*Your task*
Output the full listing word for word.

Collected data

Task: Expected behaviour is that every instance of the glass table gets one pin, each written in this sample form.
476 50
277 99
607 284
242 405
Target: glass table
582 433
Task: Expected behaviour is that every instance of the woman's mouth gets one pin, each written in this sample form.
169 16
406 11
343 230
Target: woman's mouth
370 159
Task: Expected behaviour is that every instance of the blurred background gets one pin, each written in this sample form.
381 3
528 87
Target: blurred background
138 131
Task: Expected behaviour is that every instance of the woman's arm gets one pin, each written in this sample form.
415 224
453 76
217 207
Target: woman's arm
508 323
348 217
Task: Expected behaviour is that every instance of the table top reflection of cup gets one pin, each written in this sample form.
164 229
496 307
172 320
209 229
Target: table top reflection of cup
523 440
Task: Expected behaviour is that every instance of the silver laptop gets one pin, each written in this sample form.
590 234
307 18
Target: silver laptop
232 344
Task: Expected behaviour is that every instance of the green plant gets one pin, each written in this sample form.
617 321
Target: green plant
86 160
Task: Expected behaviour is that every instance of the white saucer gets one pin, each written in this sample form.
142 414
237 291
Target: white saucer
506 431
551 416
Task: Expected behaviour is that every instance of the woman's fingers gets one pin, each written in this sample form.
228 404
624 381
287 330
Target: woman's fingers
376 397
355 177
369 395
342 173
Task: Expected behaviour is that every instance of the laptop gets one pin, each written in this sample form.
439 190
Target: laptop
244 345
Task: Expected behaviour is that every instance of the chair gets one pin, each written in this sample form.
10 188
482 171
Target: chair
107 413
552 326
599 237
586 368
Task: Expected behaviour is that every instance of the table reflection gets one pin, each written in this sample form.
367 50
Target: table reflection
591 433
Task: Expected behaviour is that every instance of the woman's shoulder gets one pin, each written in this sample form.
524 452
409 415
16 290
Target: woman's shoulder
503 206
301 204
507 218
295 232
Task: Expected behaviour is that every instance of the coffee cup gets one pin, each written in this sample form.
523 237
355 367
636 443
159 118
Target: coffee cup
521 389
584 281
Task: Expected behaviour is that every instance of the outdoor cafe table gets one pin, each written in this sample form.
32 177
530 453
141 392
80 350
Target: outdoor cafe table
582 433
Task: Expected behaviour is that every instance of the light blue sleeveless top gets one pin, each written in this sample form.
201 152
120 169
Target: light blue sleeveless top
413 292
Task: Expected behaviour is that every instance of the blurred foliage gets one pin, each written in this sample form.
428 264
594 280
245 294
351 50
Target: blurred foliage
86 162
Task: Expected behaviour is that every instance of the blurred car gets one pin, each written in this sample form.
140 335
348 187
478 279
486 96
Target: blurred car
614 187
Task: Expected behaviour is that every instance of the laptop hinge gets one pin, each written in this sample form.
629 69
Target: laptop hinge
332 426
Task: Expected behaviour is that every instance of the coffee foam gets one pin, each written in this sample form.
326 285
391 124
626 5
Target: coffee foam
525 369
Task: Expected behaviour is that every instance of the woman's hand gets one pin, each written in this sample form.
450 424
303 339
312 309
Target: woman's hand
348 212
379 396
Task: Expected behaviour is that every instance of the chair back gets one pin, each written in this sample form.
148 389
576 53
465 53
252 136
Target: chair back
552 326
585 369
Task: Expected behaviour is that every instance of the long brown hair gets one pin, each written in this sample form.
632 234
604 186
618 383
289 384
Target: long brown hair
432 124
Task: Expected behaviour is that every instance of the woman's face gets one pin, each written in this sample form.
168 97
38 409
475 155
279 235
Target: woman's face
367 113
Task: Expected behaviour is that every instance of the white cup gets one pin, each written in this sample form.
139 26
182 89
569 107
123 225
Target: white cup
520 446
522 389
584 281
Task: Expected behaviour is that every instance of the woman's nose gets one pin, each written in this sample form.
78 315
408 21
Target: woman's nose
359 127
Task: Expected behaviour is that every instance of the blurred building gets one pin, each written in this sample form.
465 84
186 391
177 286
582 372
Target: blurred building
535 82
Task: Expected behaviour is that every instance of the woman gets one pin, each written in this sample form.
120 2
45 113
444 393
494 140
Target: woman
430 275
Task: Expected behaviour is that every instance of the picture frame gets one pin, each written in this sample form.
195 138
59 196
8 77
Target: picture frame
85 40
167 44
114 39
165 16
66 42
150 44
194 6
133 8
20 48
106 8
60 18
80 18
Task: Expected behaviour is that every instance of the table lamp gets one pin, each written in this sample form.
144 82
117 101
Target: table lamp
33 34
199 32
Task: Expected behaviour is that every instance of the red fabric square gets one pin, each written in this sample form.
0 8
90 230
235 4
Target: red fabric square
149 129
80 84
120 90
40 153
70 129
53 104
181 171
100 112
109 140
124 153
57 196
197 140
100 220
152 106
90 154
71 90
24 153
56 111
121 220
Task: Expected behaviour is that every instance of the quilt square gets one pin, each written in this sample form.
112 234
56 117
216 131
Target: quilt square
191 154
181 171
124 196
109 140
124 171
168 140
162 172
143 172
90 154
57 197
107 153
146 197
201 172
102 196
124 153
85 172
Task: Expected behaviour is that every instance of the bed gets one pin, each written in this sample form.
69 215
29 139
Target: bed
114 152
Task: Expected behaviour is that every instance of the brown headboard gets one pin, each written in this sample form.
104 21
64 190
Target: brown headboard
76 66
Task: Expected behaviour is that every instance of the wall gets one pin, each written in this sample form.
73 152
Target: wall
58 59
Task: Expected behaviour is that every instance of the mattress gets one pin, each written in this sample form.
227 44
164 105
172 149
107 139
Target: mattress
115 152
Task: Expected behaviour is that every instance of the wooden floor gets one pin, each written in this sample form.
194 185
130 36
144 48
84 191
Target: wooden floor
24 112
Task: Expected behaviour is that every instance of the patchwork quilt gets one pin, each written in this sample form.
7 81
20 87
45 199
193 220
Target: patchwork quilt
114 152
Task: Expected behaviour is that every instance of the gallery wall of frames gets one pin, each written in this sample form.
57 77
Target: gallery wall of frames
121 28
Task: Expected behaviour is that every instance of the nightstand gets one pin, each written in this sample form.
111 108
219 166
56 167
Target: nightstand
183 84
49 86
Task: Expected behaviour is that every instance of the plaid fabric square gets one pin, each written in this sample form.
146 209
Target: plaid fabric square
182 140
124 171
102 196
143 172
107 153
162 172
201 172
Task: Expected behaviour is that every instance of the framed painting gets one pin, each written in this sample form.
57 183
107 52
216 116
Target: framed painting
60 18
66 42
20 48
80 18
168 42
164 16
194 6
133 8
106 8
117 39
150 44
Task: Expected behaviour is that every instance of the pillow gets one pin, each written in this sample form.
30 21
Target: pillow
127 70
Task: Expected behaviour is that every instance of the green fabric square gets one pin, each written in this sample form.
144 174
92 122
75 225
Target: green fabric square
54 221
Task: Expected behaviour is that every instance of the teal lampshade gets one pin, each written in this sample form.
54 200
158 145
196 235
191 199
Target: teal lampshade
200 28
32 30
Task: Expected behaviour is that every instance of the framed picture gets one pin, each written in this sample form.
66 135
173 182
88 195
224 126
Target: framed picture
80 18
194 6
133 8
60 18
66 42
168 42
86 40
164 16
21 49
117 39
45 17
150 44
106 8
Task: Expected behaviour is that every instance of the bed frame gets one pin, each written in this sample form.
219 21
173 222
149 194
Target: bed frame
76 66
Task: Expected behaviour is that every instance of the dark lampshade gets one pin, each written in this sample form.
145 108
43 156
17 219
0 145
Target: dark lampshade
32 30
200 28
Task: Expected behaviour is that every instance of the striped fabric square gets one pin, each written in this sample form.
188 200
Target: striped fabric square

*Answer to the exercise*
Task: Expected behaviour is that every instance of the glass table gets one pin, each written in this sample form.
476 50
277 99
607 284
242 405
Target: glass table
582 433
Task: Expected behaviour is that every instance of the woman's mouth gets one pin, each written in this sample form.
169 16
406 11
343 230
Target: woman's mouth
370 159
Task: Expected behaviour is that every instance of the blurred background gets one pin, each written in this sample form.
381 3
528 87
Target: blurred background
138 131
Task: Expected behaviour is that every instance of the woman's arm gets one pin, each written in this sample form.
415 224
453 76
217 207
Target: woman's arm
508 323
348 217
Task: Expected behaviour is that every instance of the table top reflection of cup gets one pin, each written in this sample form.
164 229
496 307
172 320
209 229
Target: table top reflection of cup
523 440
Task: Expected behaviour is that every instance of the silver laptop gets one pin, each written in this sample form.
590 234
307 18
Target: silver laptop
232 344
Task: Expected behaviour is that every instance of the green plant gets one pin, each written in this sample form.
617 321
Target: green plant
86 160
Task: Expected behaviour is that every instance of the white saucer gets one pin, each written in this sample form.
142 414
237 291
Target: white saucer
506 431
551 416
Task: Expected behaviour is that every instance of the woman's fingers gets one pin, each written in this sample form.
228 404
624 381
287 330
Target: woman's fingers
376 397
355 177
369 395
342 173
Task: Expected behaviour is that every instance of the laptop gets one pin, each written in this sample form.
439 190
Target: laptop
244 345
Task: Expected behaviour is that every instance of the chair gets one pin, each written in this sample form.
10 188
482 171
Target: chair
107 413
552 326
599 237
586 368
Task: Expected behaviour is that every instance of the table reflection gets one pin, each written in this sample form.
367 50
Target: table reflection
591 433
Task: Expected behaviour is that every instance of the woman's shoulder gets one pin, each written in this sample form.
524 452
409 415
16 290
Target: woman's shoulder
503 206
301 204
507 218
295 232
Task: Expected behaviour is that every instance of the coffee cup gets one pin, each written in this sample form.
523 237
355 367
636 443
159 118
Target: coffee cup
521 389
584 281
Task: Expected behaviour is that every instance of the outdoor cafe table gets one pin, each written in this sample form.
32 177
530 453
141 392
80 350
Target: outdoor cafe table
582 433
Task: Expected behaviour is that every instance of the light blue sleeveless top gets one pin, each written in this sample form.
201 152
120 169
Target: light blue sleeveless top
413 292
Task: Expected behaviour is that every instance of the blurred foliage gets one pin, each written in this sample form.
428 264
594 280
245 294
351 50
Target: blurred foliage
86 162
Task: Expected behaviour is that every instance of the blurred car gets one pin, each written in this sample form.
140 335
348 187
478 279
486 96
Target: blurred car
614 187
Task: Expected behaviour is that every instance of the laptop hinge gets one pin, each written in this sample form.
629 69
Target: laptop hinge
332 426
Task: Expected behaviour is that every instance of the coffee foam gets one pin, each written in this sample form.
326 285
391 124
626 5
Target: coffee foam
525 369
Task: Expected behaviour is that every instance of the woman's hand gets one pin, each written in this sample form.
450 424
303 339
312 309
Target: woman's hand
348 212
379 396
Task: Expected behaviour is that every instance of the chair back gets one pin, each written in this sample form.
148 389
576 53
465 53
252 136
Target: chair back
552 326
585 369
Task: Expected behaviour is that every instance of the long brown hair gets one pin, each written in this sample form.
632 234
604 186
618 383
289 384
Target: long brown hair
432 124
Task: Expected behaviour is that every instance of the woman's face gets one pin, each written in this sample form.
168 97
38 409
475 155
279 235
Target: woman's face
367 113
Task: Expected behaviour is that every instance of the white cup gets one pin, each written in this sample form.
139 26
182 89
569 107
123 225
Target: white cup
520 446
522 389
584 281
Task: Expected behaviour is that every instance of the woman's nose gets one pin, each written in this sample form.
78 315
408 21
Target: woman's nose
359 127
Task: Expected behaviour is that every instance of the blurred building gets one pin, each written in this sample form.
465 84
186 391
177 286
582 372
Target: blurred building
535 82
Task: Expected behaviour is that every instance of the woman gets one pin, each written in this sample form.
120 2
45 113
444 393
494 140
Target: woman
430 275
Task: Expected behaviour is that every instance of the picture frame gets one pin, each written in this sample form.
195 138
59 196
8 77
Target: picture frame
85 40
167 44
114 39
165 16
66 42
150 44
194 6
133 8
20 48
106 8
60 18
80 18
Task: Expected behaviour is that every instance of the table lamp gets one pin, each written in this sample form.
144 82
117 101
Target: table lamp
33 34
199 32
Task: Expected behaviour is that every instance of the red fabric square gets one pin, each written in this sample form.
0 8
90 230
235 4
Target: red fabric square
149 129
80 84
120 90
40 153
70 129
53 104
181 171
100 112
109 140
124 153
57 196
197 140
100 220
152 106
90 154
71 90
24 153
56 111
121 220
Task: Expected behaviour is that every instance of the quilt square gets one pin, each written in this sample form.
112 234
56 117
216 131
Target: quilt square
191 154
181 171
124 196
109 140
124 171
168 140
162 172
143 172
90 154
57 197
107 153
146 197
201 172
102 196
124 153
85 172
Task: Expected behaviour is that every instance of the bed gets one pin, each written in this sample form.
69 215
29 139
Target: bed
114 152
Task: Expected behaviour is that every instance of the brown headboard gets one pin, each written in this sample form.
104 21
64 190
Target: brown headboard
76 66
Task: Expected behaviour is that every instance of the wall gets one pin, each written in this sample form.
73 152
Target: wall
58 59
Task: Expected behaviour is that every instance of the mattress gets one pin, each written in this sample form.
227 44
164 105
172 149
107 139
Target: mattress
115 152
Task: Expected behaviour is that every instance of the wooden floor gets one pin, each written in this sample form.
194 185
130 36
144 48
84 191
Target: wooden floor
24 112
Task: Expected behaviour is that every instance of the patchwork quilt gets one pin, each written in this sample form.
7 81
20 87
45 199
193 220
Target: patchwork quilt
114 152
Task: Expected behaviour is that every instance of the gallery wall of frames gets one pin, each written in this sample form.
57 77
Target: gallery wall of frames
121 28
Task: Expected behaviour is that every instance of the nightstand gets one pin, each written in this sample form.
111 108
219 166
56 167
Target: nightstand
183 84
49 86
Task: Expected behaviour is that every instance of the plaid fabric square gets one pin, each written in this sample form.
146 209
Target: plaid fabric square
182 140
124 171
102 196
143 172
107 153
162 172
201 172
Task: Expected behaviour is that every instance of the framed painting gets one pin, each written in this sample form.
57 183
107 52
216 116
Target: framed painting
60 18
66 42
20 48
80 18
168 42
164 16
194 6
133 8
106 8
117 39
150 44
Task: Expected behaviour is that every instance of the pillow gets one pin, each written in this sample form.
30 21
Target: pillow
127 70
Task: Expected behaviour is that every instance of the green fabric square gets one pin, each written in this sample form.
144 174
92 122
75 225
Target: green fabric square
54 221
Task: Expected behaviour is that every instance of the teal lampshade gets one pin, each written in this sample form.
54 200
158 145
196 235
191 199
Target: teal lampshade
200 28
32 30
Task: Expected behaviour is that every instance of the framed picture gets one pin, each written in this sample form.
66 135
173 182
88 195
224 126
Target: framed picture
80 18
194 6
133 8
60 18
66 42
168 42
86 40
164 16
21 49
117 39
45 17
150 44
106 8
Task: Expected behaviour is that every instance of the bed frame gets one pin, each written in this sample form.
219 21
173 222
149 194
Target: bed frame
76 66
Task: Expected behaviour is that every instance of the dark lampshade gets one pin, each written in this sample form.
145 108
43 156
17 219
0 145
Target: dark lampshade
32 30
200 28
Task: Expected behaviour is that every instance of the striped fabric square gets one pin, each written in this sample form.
188 200
Target: striped fabric square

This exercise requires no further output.